-------- Extract to read

And we remain optimistic about that recovery. Calling the timing has been difficult. But the end-of-life is around the corner or a quarter closer. The installed base is bigger and older, exciting new products are coming, applications to help productivity with end users is around the corner. And if you think about the extension of AI out to the Edge in inferencing and what inferencing will be done on the Edge on PCs, that opportunity is immense as well. When you think about running these small language models with larger memory footprints on the Edge on your PC to do amazing things and having a personal agent on your, if you will, screen helping you along the way, that’s all in front of us. So we remain very optimistic about that. Closely from our performance, you can see that we had called a recovery a little earlier and recalling today, it’s a little further out.
Yvonne, anything you would add?
Yvonne McGill: No, I think you hit that, Jeff.
Rob Williams: Thanks, Asiya. I appreciate it. Next question.
Operator: And we’ll move to our next question from Samik Chatterjee with JPMorgan.
Samik Chatterjee: Hi, thanks for taking my question. And Rob, congrats and thank you for the help. I guess, Jeff, if I just go back to your comments about what you’re seeing from enterprise customers in terms of AI server demand. I’m just curious to understand, clearly you’re excited about that building pipeline that you’re seeing from the enterprise side, but what are you seeing when enterprise customers come in? What is that giving you in terms of opportunity to either do like attach of more services or storage for that matter? And how should we think about how much of a differential on the gross margins does that lead to when you compare to sort of what you’re doing, the work you’re doing with the Tier 2s?
Jeff Clarke: Sure. Maybe in order that at least I think about this. First of all, we still believe we’re in the very, very early innings in deployment enterprise. And we know that as we’ve surveyed thousands of our enterprise customers. And we have a pretty good understanding of where they are in their AI journey. And if you think of this as in stages, they are truly in what we call stage 0 and 1 trying to determine what they’re going to do, what their strategy is. And a large percentage of our customers are in that state. And I think we have a pretty good represent — pretty good understanding of that, given our broad market coverage with the largest sales force and technology reaching down into small businesses and everything up to large multinationals.

----------------

**Task**
In the transcript above, shorten the paragraph that begins "Sure. Maybe in order" into a brief bulleted list that keeps its main facts.

-------- Provided records

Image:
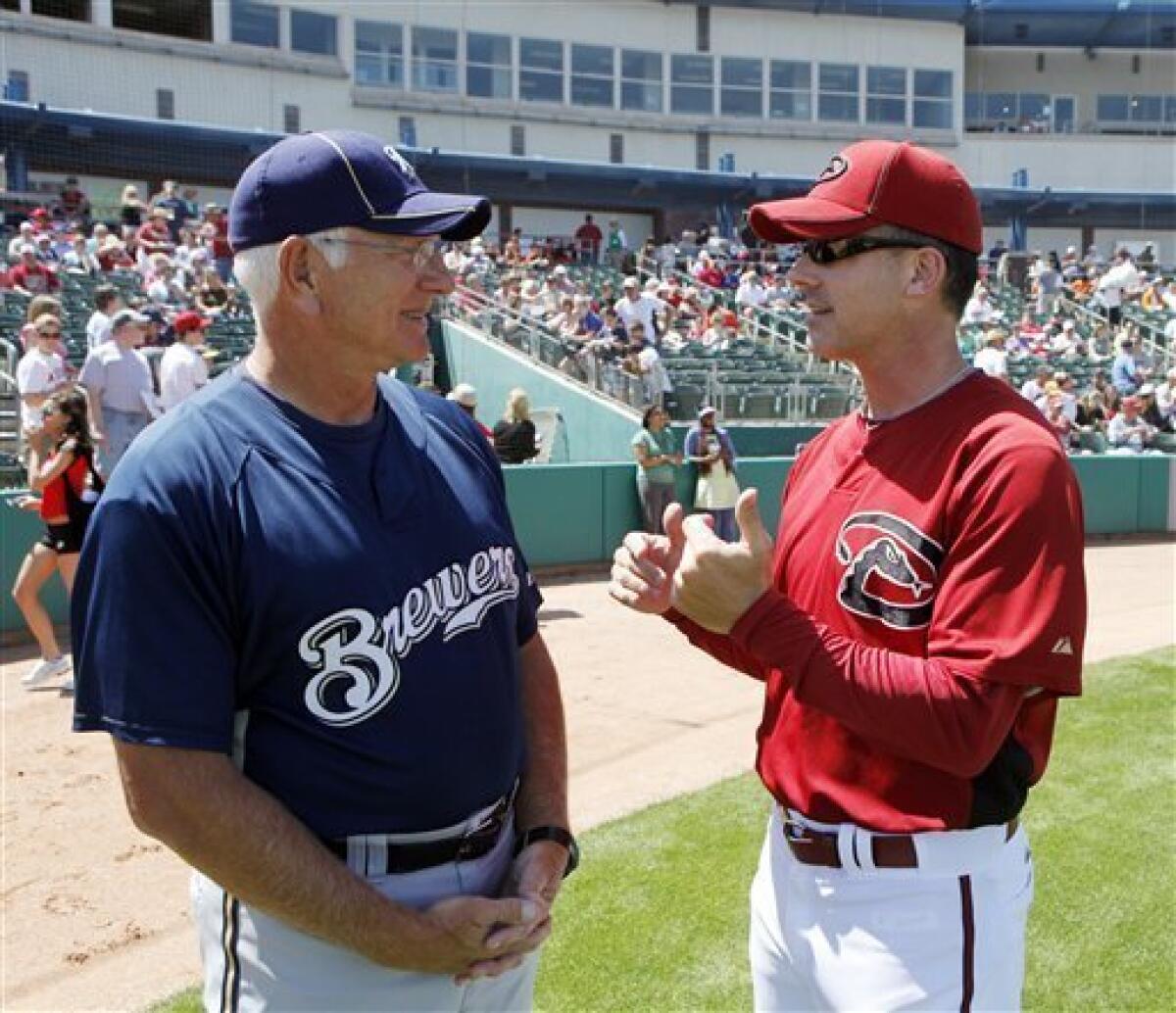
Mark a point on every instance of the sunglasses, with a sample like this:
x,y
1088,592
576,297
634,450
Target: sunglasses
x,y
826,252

----------------

**Solution for this exercise**
- Enterprise AI deployment is still in its very early innings.
- This view comes from surveys of thousands of enterprise customers, which show where they are in their AI journey.
- A large percentage of these customers are in stage 0 or 1: still deciding what to do and what their strategy is.
- The company's broad market coverage supports this understanding. It has the largest sales force, and its technology reaches from small businesses up to large multinationals.